### Yazılı Problem A
Ankara’nın başkent oluşunu anlatan aşağıdaki metne göre şu soruları yanıtlayın:
(i) Ankara hangi tarihte TBMM’de kabul edilen yasayla başkent yapıldı?
(ii) Dursun Atılgan hangi kuruluşun genel başkanı olarak tanıtılıyor?
(iii) Metne göre Ankara hangi yolların buluştuğu bir merkezdir?

Ankara’nın Başkent Oluşunun 93. Yıldönümü Kutlu Olsun

Ankara’nın Başkent Oluşunun 93. Yıldönümü
Kutlu Olsun

 

Dursun Atılgan ile ilgili görsel sonucu
Dursun ATILGAN
Avrupa Atatürkçü Düşünce Dernekleri Federasyonu Genel Başkanı-KÖLN,

13 Ekim 1923’te TBMM’de kabûl edilen tek maddelik bir yasa ile, ANKARA TÜRKİYEMİZ’in BAŞKENTİ yapılmış ve böylece  başkentin İstanbul olacağı yolundaki söylentilere bir son verilerek, Cumhuriyetin ilânı için gereken önemli bir adım daha atılmıştır…
Samsun’a çıkmadan çok önceleri, zihninde Cumhuriyet düşüncesi olan ve onu kuracak olan Mustafa Kemal ATATÜRK‘ün, Ankara’yı başkent yapma kararının temelinde, sadece Ankara’nın coğrafî, jeopolitik ve stratejik konumu ile demir yollarının ve kara yollarının buluştukları bir merkez durumunda bulunması değil, aynı zamanda Ankara’da bir Cumhuriyet kaabiliyeti görmesi yatar.

### Yazılı Problem B
Kayıtlardaki "of the round" ifadesinin geçtiği satırdan başlayıp "of the cloud;" ifadesinin geçtiği satıra kadar giden satırları, iki uçtaki satırlar da dahil olmak üzere, hiç değiştirmeden alıntılayın.

### Kaynak Malzeme
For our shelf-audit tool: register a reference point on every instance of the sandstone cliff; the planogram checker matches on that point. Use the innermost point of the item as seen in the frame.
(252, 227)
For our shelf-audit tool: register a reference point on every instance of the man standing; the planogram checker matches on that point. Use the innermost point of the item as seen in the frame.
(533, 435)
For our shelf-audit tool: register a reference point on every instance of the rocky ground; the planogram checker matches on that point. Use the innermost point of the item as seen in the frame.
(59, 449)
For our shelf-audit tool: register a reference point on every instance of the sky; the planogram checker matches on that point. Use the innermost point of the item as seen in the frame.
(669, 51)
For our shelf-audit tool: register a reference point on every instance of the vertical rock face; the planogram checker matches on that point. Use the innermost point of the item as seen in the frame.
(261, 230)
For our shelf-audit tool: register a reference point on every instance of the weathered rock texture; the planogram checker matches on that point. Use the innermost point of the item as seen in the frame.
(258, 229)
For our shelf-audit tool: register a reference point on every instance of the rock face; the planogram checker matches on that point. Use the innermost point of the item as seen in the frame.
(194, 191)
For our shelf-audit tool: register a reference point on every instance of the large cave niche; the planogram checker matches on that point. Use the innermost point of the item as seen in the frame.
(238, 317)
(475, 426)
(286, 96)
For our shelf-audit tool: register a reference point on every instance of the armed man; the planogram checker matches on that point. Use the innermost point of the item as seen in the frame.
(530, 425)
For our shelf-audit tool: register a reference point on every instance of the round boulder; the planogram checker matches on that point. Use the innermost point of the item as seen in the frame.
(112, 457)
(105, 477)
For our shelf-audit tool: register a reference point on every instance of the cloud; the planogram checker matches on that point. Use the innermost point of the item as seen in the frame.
==
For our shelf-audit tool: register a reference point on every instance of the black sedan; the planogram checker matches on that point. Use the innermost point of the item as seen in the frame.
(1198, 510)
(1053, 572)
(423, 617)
* * *
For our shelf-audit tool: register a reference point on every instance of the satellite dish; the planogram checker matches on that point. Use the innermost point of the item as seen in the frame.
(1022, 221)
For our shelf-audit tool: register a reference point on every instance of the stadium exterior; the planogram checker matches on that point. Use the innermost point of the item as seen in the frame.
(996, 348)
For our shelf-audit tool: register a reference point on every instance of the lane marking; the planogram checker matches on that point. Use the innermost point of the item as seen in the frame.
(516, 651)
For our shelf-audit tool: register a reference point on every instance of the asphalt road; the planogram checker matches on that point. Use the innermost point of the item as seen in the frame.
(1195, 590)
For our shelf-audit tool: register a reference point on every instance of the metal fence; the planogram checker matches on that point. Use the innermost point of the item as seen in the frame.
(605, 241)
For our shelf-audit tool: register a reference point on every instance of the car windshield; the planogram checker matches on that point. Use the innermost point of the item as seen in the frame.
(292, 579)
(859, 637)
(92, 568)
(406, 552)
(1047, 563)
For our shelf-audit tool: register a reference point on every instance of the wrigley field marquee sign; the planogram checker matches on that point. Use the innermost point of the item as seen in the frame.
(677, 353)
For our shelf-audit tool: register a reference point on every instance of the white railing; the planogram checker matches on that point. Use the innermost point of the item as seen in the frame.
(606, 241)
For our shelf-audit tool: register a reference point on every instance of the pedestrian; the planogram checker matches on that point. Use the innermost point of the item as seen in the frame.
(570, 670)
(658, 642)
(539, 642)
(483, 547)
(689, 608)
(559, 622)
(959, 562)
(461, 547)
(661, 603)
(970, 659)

### Nihai Cevap A
(i) 13 Ekim 1923
(ii) Avrupa Atatürkçü Düşünce Dernekleri Federasyonu
(iii) Demir yollarının ve kara yollarının

### Nihai Cevap B
For our shelf-audit tool: register a reference point on every instance of the round boulder; the planogram checker matches on that point. Use the innermost point of the item as seen in the frame.
(112, 457)
(105, 477)
For our shelf-audit tool: register a reference point on every instance of the cloud; the planogram checker matches on that point. Use the innermost point of the item as seen in the frame.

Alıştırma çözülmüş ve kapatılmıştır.